Records provided –
====================
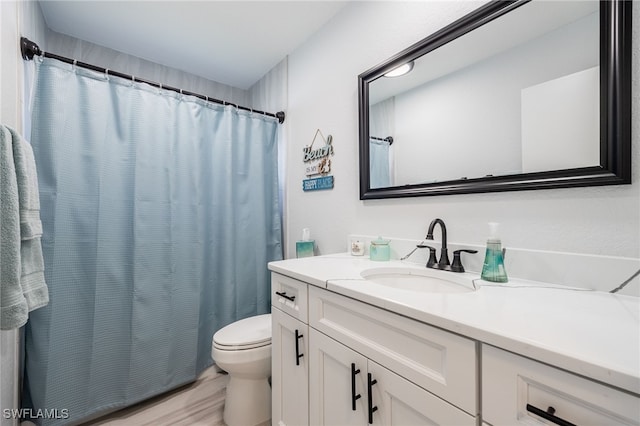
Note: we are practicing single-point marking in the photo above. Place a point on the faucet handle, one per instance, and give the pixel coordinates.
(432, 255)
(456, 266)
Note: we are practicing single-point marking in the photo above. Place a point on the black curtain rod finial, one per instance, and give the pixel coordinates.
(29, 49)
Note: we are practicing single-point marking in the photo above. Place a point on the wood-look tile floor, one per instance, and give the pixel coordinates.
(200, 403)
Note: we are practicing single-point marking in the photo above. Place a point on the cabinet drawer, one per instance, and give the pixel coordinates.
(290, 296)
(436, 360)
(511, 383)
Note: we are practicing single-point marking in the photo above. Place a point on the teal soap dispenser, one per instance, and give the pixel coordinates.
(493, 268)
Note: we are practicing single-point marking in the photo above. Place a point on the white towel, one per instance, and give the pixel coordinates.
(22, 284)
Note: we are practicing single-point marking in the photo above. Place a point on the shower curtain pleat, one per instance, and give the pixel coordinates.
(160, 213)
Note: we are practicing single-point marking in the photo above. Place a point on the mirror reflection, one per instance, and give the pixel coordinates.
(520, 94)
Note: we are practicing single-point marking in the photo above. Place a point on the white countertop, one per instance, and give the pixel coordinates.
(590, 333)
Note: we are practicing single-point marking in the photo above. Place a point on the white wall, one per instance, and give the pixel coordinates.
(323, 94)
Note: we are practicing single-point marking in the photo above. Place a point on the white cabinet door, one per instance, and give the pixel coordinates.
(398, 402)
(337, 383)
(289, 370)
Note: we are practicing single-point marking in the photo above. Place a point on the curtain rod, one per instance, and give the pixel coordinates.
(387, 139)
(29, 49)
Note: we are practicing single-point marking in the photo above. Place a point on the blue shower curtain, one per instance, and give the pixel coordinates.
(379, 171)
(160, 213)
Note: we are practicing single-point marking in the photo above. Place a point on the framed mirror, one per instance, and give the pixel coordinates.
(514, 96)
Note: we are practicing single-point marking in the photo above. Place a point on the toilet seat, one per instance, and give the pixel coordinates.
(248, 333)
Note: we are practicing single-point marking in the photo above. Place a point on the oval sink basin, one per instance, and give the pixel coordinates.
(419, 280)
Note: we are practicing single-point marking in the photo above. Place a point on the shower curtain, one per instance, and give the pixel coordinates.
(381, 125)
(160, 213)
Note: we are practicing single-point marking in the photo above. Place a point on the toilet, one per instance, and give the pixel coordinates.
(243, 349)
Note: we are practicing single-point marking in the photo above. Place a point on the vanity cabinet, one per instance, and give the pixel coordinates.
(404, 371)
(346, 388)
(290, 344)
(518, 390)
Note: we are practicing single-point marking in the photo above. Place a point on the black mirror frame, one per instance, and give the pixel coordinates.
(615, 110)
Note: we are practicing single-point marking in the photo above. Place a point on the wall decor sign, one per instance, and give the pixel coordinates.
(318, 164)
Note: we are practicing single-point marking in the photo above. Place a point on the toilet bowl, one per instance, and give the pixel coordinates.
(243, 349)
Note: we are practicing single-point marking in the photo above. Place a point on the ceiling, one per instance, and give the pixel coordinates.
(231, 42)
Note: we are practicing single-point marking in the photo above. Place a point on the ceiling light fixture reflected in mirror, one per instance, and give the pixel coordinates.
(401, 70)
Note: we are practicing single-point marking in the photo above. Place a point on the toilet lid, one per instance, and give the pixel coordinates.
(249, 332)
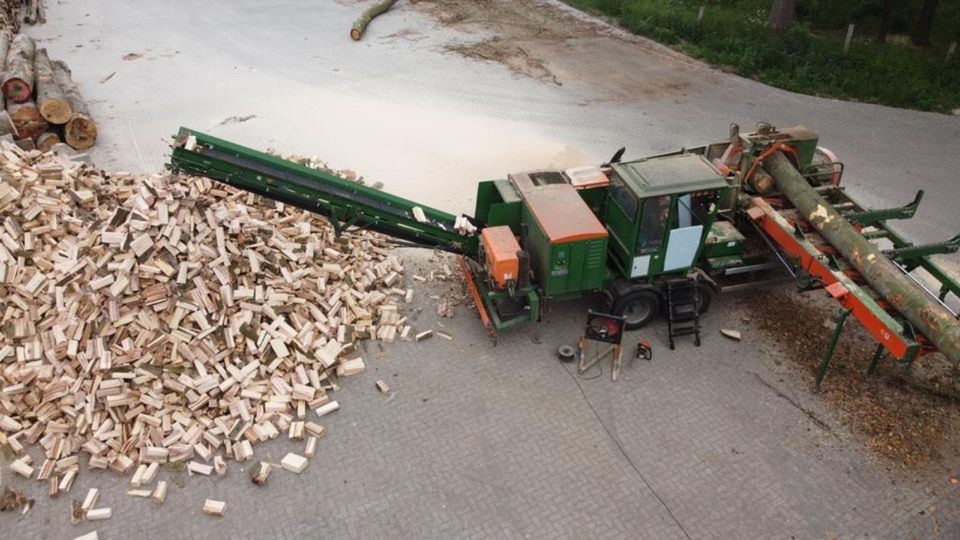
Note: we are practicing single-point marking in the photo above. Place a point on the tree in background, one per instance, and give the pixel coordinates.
====================
What you should do –
Set down the material above as is, without any pictures.

Correct response –
Note: we are practicing single-point marking in the photo above. Place a point on the faucet handle, one per instance, and give the pixel coordinates.
(432, 255)
(456, 266)
Note: we are practicing single-point marking in the photo above. Place a point on the black curtain rod finial, one per instance, and give the pixel coordinates.
(29, 49)
Note: we are practicing single-point marking in the photo above. Place a point on the wood-look tile floor, one per instance, and give the pixel coordinates.
(200, 403)
Note: we are practicing single-point marking in the photo above. Place a point on the cabinet drawer, one per instance, and give the pixel coordinates.
(290, 296)
(436, 360)
(511, 383)
Note: we are practicing single-point marking in the photo above. Place a point on the teal soap dispenser, one per instance, and give the pixel coordinates.
(493, 268)
Note: we are practicing single-point marking in the photo above. Place a point on the white towel, one per instance, and give the pixel coordinates.
(22, 284)
Note: we are practicing single-point marking in the photo above. Place a point on the shower curtain pleat, one per instance, and give the pixel coordinates.
(160, 213)
Note: we are practicing single-point marking in the photo above. Place a point on the mirror reflection, one per instance, and give the pixel coordinates.
(520, 94)
Note: we are practicing single-point marking in the photo above. Place a point on the white countertop, one per instance, and give the pixel coordinates.
(590, 333)
Note: we are practicing single-point marking in the photo above. Place a point on the white wall, one per instance, and give the pixel coordinates.
(323, 94)
Note: we are practicing single-point marking in the photo above. Place a point on the white cabinet door, one per instance, and give the pixel coordinates.
(398, 402)
(337, 383)
(289, 370)
Note: we are practicing single-point marking in the photo above. Place a point on the curtain rod, one per instance, and give the pixel coordinates.
(387, 139)
(29, 49)
Note: we are practicing single-point marking in the photo above. Place a point on the blue shower curtain, one per instance, and give the pixel coordinates.
(379, 171)
(160, 213)
Note: we are practicing single-point marking in the photo above. Place a point on the framed mirror, one per instance, and give the pixel coordinates.
(514, 96)
Note: we are practicing single-point marking in the photo above. Place a point on the toilet seat, one per instance, and give the pixel coordinates.
(248, 333)
Note: we are practicing single-point marking in the photo above. Place a point on the oval sink basin, one per instance, and give the pixel coordinates.
(419, 280)
Note: we are practicing single-point marking in the photo above. Place a point on the shower curtain, one per instance, and give the pixel coordinates.
(381, 125)
(160, 213)
Note: we are practicing single-point marking in the photo above. Place a point on the toilet, one per instance, and give the pixel coordinates.
(243, 349)
Note: we are practicing single-point marking in the photo above. Place a point on the vanity cabinet, one per instance, and give the pixel coordinates.
(404, 371)
(346, 388)
(290, 344)
(518, 390)
Note: we are practicing single-point marking in the photo above. Place a point on the black mirror frame, one per instance, and give the pixel coordinates.
(615, 110)
Note: we are practicing single-point marking in the photo above. Place a point on the wall decor sign, one per instance, and give the pixel coordinates.
(318, 164)
Note: we are practicing single-point marking in the photo above. Place a point on the toilet bowl, one per instance, and give the pixel coordinates.
(243, 349)
Note: we are practicing single-point marking in the photo above. Place a point on the ceiling, one per instance, and give the pixel coordinates.
(231, 42)
Note: we are practicing single-point marking in the photo above. Place a point on the ceiling light fixture reflected in mirror, one per instance, and give the pixel coordinates.
(401, 70)
Note: we are practicing single-point marking in the photo above. Place a point on the toilet lid, one per instance, and give the pixel coordinates.
(249, 332)
Note: we are practicing single-point marking in the photo above. Place a point on the tree in background, one per instance, and give the pixel coordinates.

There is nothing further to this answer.